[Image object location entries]
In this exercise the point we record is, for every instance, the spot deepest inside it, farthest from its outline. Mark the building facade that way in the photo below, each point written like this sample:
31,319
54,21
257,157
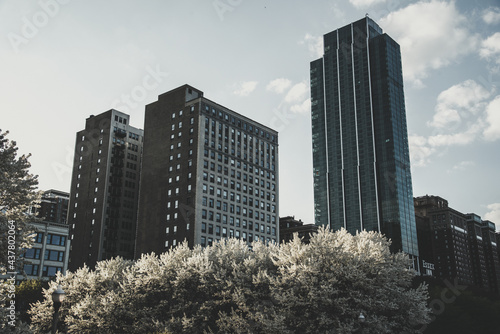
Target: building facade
477,251
50,252
289,226
104,189
208,173
361,159
449,239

# [AIM]
Write out all the records again, changing "building facade" to "house front" everywhere and keeping everything else the same. Don't include the pictures.

# [REPLY]
In this exercise the point we record is, for every instance, the spot deepest inside it, farthest from its outline. Mark the house front that way in the photo below, each point written like this sample:
31,319
54,21
257,157
Target: house front
477,251
50,252
289,226
104,189
208,173
361,159
449,239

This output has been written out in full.